--- Supplied data ---
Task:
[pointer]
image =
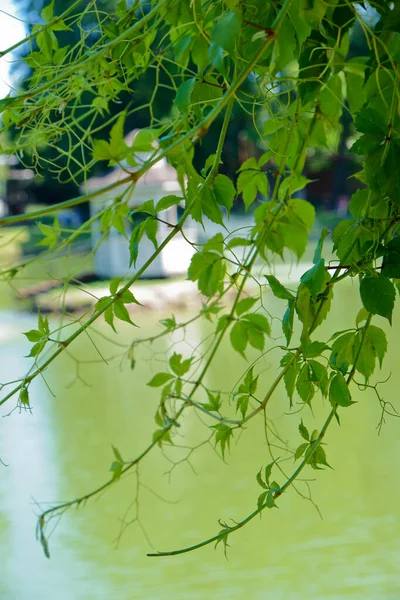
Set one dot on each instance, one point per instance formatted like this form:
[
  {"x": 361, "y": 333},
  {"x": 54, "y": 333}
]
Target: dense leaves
[{"x": 279, "y": 85}]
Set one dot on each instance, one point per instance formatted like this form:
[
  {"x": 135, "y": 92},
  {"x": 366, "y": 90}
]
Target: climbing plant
[{"x": 285, "y": 63}]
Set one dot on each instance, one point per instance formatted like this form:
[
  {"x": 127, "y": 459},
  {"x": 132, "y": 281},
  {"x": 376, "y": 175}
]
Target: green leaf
[
  {"x": 320, "y": 244},
  {"x": 33, "y": 335},
  {"x": 378, "y": 295},
  {"x": 238, "y": 337},
  {"x": 339, "y": 393},
  {"x": 24, "y": 396},
  {"x": 227, "y": 30},
  {"x": 223, "y": 434},
  {"x": 118, "y": 147},
  {"x": 151, "y": 231},
  {"x": 304, "y": 211},
  {"x": 378, "y": 339},
  {"x": 208, "y": 269},
  {"x": 114, "y": 283},
  {"x": 304, "y": 386},
  {"x": 178, "y": 366},
  {"x": 278, "y": 289},
  {"x": 167, "y": 202},
  {"x": 47, "y": 12},
  {"x": 369, "y": 120},
  {"x": 289, "y": 378},
  {"x": 101, "y": 150},
  {"x": 318, "y": 458},
  {"x": 128, "y": 298},
  {"x": 391, "y": 260},
  {"x": 136, "y": 236},
  {"x": 270, "y": 502},
  {"x": 214, "y": 402},
  {"x": 245, "y": 305},
  {"x": 117, "y": 454},
  {"x": 365, "y": 144},
  {"x": 160, "y": 379},
  {"x": 314, "y": 349},
  {"x": 259, "y": 322},
  {"x": 361, "y": 316},
  {"x": 300, "y": 450},
  {"x": 366, "y": 354},
  {"x": 250, "y": 182},
  {"x": 260, "y": 480},
  {"x": 109, "y": 317},
  {"x": 314, "y": 278},
  {"x": 183, "y": 95},
  {"x": 319, "y": 375},
  {"x": 358, "y": 203},
  {"x": 121, "y": 312},
  {"x": 210, "y": 207},
  {"x": 304, "y": 431},
  {"x": 342, "y": 355},
  {"x": 237, "y": 242},
  {"x": 287, "y": 322},
  {"x": 224, "y": 191}
]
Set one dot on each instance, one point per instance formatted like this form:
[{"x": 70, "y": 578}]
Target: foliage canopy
[{"x": 286, "y": 64}]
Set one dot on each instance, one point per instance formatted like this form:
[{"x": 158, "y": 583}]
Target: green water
[{"x": 63, "y": 449}]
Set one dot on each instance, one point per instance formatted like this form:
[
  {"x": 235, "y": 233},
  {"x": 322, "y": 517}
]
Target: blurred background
[{"x": 341, "y": 543}]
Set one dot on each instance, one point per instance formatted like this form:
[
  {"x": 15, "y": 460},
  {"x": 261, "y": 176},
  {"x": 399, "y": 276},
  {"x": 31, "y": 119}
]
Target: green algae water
[{"x": 63, "y": 449}]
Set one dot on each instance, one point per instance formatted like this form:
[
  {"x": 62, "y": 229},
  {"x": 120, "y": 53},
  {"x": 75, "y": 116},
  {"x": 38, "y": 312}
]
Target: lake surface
[{"x": 63, "y": 449}]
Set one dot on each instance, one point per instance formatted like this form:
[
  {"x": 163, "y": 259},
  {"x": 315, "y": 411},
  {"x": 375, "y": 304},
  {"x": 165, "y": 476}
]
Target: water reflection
[{"x": 64, "y": 449}]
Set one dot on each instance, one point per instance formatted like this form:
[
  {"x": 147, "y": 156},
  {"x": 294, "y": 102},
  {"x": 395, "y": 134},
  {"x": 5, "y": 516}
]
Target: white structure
[{"x": 112, "y": 255}]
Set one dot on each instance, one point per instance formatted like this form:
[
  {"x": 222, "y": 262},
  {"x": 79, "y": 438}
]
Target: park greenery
[{"x": 285, "y": 64}]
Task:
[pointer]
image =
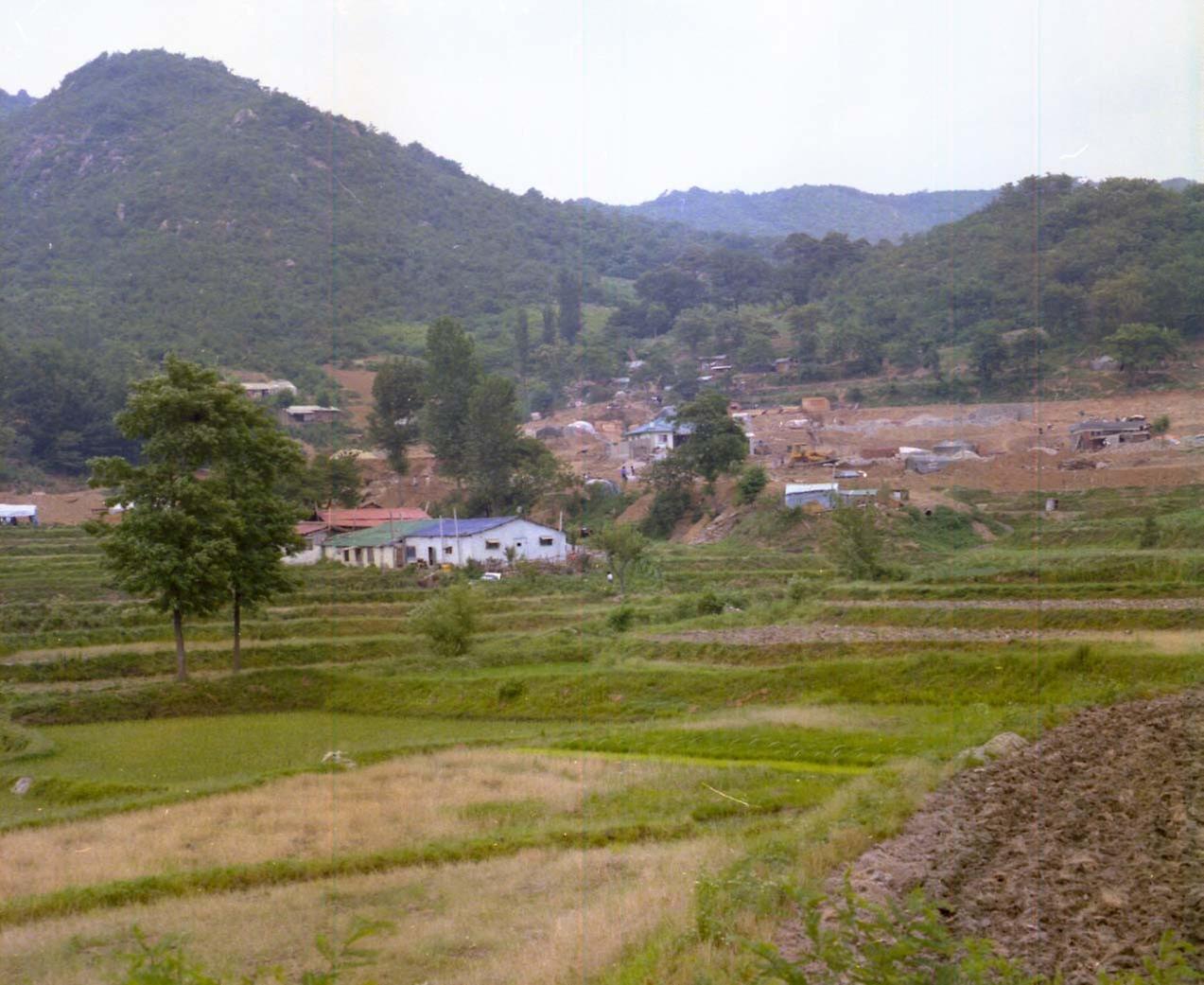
---
- Task prompt
Gather each line in the rows above that contains the string "Target", and list those lines in the order they appear.

- Completed task
Target: dense leaves
Target: climbing plant
Target: green leaf
Target: foliage canopy
Target: green water
Target: blurred background
Target: green algae water
Target: lake surface
Target: water reflection
Target: white structure
Target: park greenery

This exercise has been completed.